FRAGMENTO DEL TEXTO —
================================

Esta es la razón por la cual cada vez me interesa menos hablar de Vox, de sus seguidores y de sus jornaleros mediáticos, esos que ponen bombas lapa en Twitter, difunden videobulos y se calan el pasamontañas en vez de la mascarilla en el programa Estado de alarma. No, preferiría no hablar de Vox, a pesar del estruendo de ferretería de Núñez de Balboa y de las mentiras de la pijo borroka cada atardecer. Pues en todas las calles del país apenas hay cuatro reaccionarios que juegan a partisanos de derechas. Y al igual que a Yolanda Díaz, la ministra de Trabajo, a mí también me preocupan más las colas de hambrientos en Aluche que los pucheros del barrio de Salamanca.

EL PROFETA ROJO. Una noticia que no habla de ti puede hablar de tu vida. Ocurrió el sábado. Mientras se pixelaba de lluvia y granizo el cielo de Madrid, nos llegó el titular. Acababa de morir un niño de setenta y ocho años. Se llamaba Julio Anguita. Moría de un infarto, que es de lo que muere la gente que tiene corazón. Y no es una redundancia. Muchas personas revientan de un infarto, pero, cuando les practican la autopsia, en lugar de una víscera los forenses encuentran una tabla de Excel, un título de propiedad, una dirección bancaria y offshore en Panamá o un puré negro muy parecido a cuando se te queman las lentejas.

================================

INFORMACIÓN PROPORCIONADA —
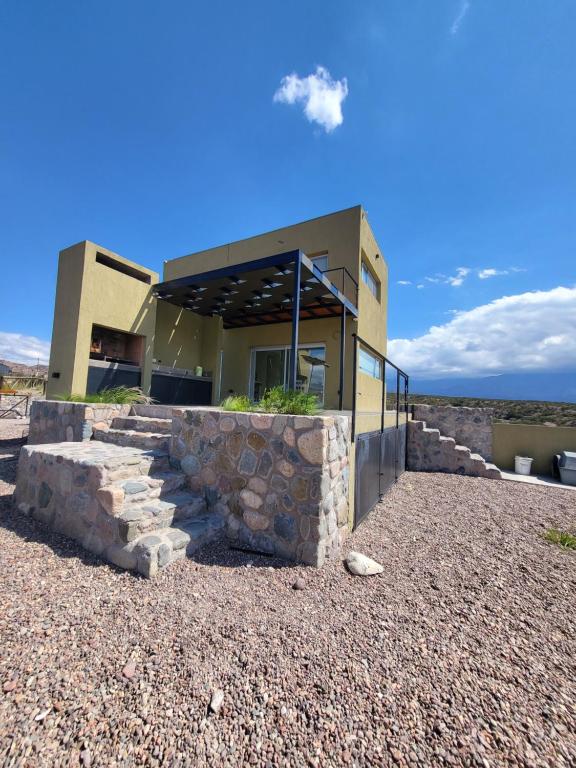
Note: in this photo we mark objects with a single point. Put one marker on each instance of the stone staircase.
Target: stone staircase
(137, 432)
(135, 509)
(430, 451)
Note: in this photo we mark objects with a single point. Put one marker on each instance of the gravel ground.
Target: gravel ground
(461, 653)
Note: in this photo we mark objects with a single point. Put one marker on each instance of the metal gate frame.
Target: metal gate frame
(380, 454)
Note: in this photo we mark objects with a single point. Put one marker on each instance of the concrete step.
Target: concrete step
(143, 424)
(146, 440)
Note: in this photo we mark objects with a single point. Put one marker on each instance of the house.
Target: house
(228, 319)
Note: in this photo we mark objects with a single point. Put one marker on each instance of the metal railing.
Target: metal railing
(344, 281)
(402, 385)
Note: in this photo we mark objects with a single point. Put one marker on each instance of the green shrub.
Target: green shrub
(121, 395)
(562, 538)
(237, 403)
(276, 400)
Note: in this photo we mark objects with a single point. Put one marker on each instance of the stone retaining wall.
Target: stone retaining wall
(54, 421)
(66, 490)
(471, 427)
(281, 482)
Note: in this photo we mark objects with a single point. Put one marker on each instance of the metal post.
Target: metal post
(382, 420)
(342, 356)
(295, 322)
(397, 420)
(354, 377)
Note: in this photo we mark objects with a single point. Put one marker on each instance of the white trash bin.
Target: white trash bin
(522, 465)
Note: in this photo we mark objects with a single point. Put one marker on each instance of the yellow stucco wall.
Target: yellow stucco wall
(338, 233)
(239, 342)
(345, 237)
(533, 440)
(89, 293)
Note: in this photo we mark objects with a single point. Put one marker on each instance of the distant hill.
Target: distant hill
(547, 387)
(515, 411)
(21, 369)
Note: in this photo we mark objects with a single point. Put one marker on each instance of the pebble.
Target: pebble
(129, 670)
(216, 701)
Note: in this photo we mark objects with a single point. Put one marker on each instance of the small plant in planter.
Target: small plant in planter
(237, 403)
(119, 395)
(275, 400)
(278, 400)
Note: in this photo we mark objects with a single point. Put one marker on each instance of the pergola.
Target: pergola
(283, 288)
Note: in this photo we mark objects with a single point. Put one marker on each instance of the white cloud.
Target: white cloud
(527, 332)
(23, 349)
(458, 278)
(484, 274)
(321, 96)
(460, 16)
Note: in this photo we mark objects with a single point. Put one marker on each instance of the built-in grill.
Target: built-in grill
(567, 467)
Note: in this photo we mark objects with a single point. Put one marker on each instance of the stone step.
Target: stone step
(136, 520)
(430, 451)
(156, 548)
(140, 488)
(201, 530)
(154, 411)
(143, 424)
(492, 471)
(145, 440)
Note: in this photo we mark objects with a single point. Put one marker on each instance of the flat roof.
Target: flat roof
(258, 292)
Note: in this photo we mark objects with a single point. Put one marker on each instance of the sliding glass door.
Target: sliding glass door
(271, 368)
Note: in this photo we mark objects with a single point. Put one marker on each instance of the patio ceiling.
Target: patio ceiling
(258, 292)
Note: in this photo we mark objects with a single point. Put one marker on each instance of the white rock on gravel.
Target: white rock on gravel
(361, 565)
(216, 701)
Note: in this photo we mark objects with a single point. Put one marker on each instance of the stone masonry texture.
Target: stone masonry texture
(430, 451)
(280, 482)
(471, 427)
(54, 421)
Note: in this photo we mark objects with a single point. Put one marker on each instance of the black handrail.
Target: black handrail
(385, 361)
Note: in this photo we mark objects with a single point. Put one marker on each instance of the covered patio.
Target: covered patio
(284, 288)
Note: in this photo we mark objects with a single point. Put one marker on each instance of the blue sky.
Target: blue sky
(151, 128)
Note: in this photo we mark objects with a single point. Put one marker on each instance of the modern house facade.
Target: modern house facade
(221, 321)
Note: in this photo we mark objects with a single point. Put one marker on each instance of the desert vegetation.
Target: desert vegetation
(517, 411)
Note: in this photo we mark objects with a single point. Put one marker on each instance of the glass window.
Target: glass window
(369, 279)
(271, 368)
(370, 364)
(320, 261)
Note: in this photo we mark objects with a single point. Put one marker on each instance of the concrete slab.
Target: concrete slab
(536, 480)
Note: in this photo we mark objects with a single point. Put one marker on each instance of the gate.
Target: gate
(380, 453)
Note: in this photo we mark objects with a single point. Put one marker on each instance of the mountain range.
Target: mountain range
(550, 387)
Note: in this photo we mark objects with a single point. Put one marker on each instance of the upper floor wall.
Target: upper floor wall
(336, 236)
(97, 287)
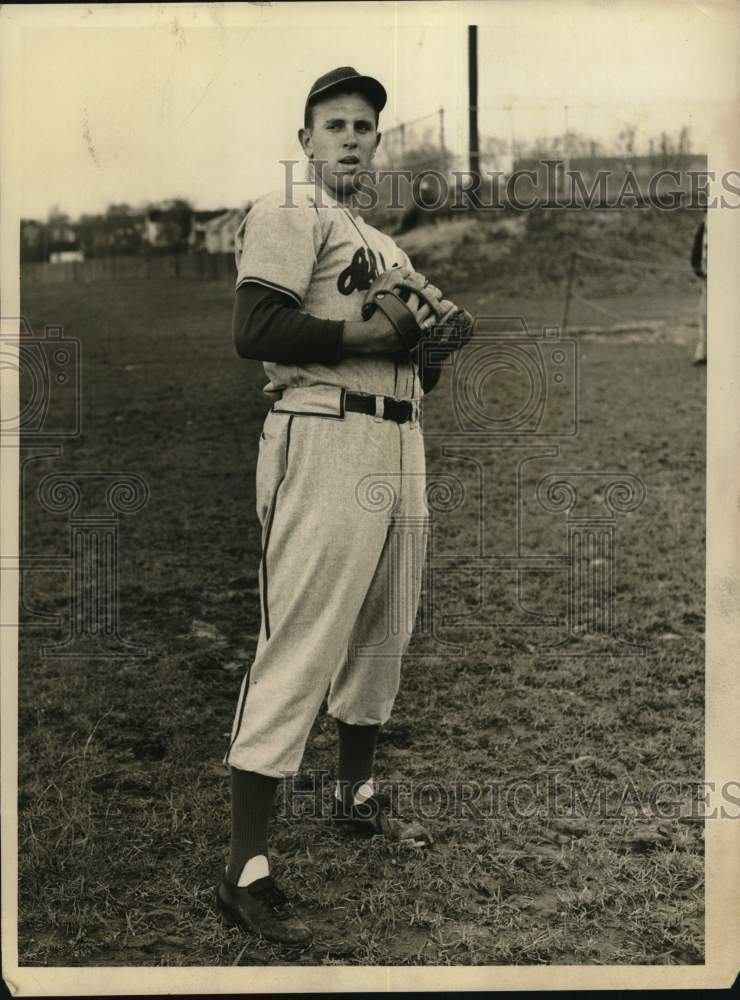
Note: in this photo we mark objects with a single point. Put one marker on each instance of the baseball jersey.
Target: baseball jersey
(313, 249)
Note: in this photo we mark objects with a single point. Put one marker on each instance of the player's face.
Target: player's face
(342, 141)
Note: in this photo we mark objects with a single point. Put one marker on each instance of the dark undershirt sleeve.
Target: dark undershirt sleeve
(268, 326)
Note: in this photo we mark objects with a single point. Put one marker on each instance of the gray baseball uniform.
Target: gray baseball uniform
(340, 496)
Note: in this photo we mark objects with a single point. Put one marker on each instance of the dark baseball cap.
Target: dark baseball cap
(347, 78)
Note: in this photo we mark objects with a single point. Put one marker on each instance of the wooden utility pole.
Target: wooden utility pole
(473, 144)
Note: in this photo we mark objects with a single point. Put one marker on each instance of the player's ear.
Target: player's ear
(304, 137)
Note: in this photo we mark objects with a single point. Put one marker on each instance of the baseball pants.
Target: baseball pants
(341, 502)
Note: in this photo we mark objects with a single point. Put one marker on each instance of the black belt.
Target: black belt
(400, 410)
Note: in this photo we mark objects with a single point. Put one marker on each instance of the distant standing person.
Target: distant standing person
(699, 265)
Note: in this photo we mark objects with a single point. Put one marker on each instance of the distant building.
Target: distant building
(33, 245)
(65, 256)
(200, 220)
(167, 226)
(61, 243)
(218, 233)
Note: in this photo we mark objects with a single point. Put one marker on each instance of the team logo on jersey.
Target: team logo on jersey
(361, 273)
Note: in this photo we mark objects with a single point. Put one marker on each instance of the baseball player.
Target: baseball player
(340, 453)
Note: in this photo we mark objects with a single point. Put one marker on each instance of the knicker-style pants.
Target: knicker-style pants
(341, 501)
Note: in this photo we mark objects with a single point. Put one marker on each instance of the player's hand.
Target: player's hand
(377, 335)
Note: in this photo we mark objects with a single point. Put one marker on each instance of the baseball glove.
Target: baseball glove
(449, 328)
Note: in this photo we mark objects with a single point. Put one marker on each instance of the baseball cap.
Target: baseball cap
(347, 77)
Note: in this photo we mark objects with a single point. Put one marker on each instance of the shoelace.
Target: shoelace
(275, 898)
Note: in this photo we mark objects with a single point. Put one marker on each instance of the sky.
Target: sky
(137, 103)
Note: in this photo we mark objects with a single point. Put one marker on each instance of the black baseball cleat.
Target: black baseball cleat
(373, 817)
(262, 908)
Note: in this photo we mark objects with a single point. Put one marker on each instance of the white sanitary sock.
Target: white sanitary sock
(364, 792)
(255, 868)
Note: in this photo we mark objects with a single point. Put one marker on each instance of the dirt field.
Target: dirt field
(123, 799)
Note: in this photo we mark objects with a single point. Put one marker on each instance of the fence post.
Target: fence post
(569, 290)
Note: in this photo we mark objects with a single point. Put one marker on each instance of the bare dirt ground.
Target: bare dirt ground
(123, 799)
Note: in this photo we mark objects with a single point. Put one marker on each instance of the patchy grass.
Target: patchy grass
(123, 799)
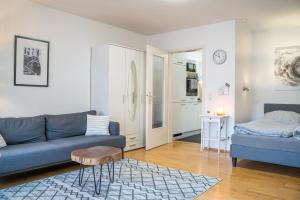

================================

TAREAS REQUERIDAS —
A: Indica si cada afirmación coincide con el fragmento y responde sí o no, citando literalmente las palabras que lo deciden: (i) Julio Anguita murió de un infarto; (ii) la noticia de su muerte llegó un domingo; (iii) Yolanda Díaz es la ministra de Trabajo.
B: Di en qué programa, según el fragmento, se calan el pasamontañas en vez de la mascarilla.
Las filas proceden de otra fuente.

RESPUESTAS POR TAREA —
A: (i) Sí: «Moría de un infarto». (ii) No: «Ocurrió el sábado». (iii) Sí: «Yolanda Díaz, la ministra de Trabajo».

B: En el programa Estado de alarma.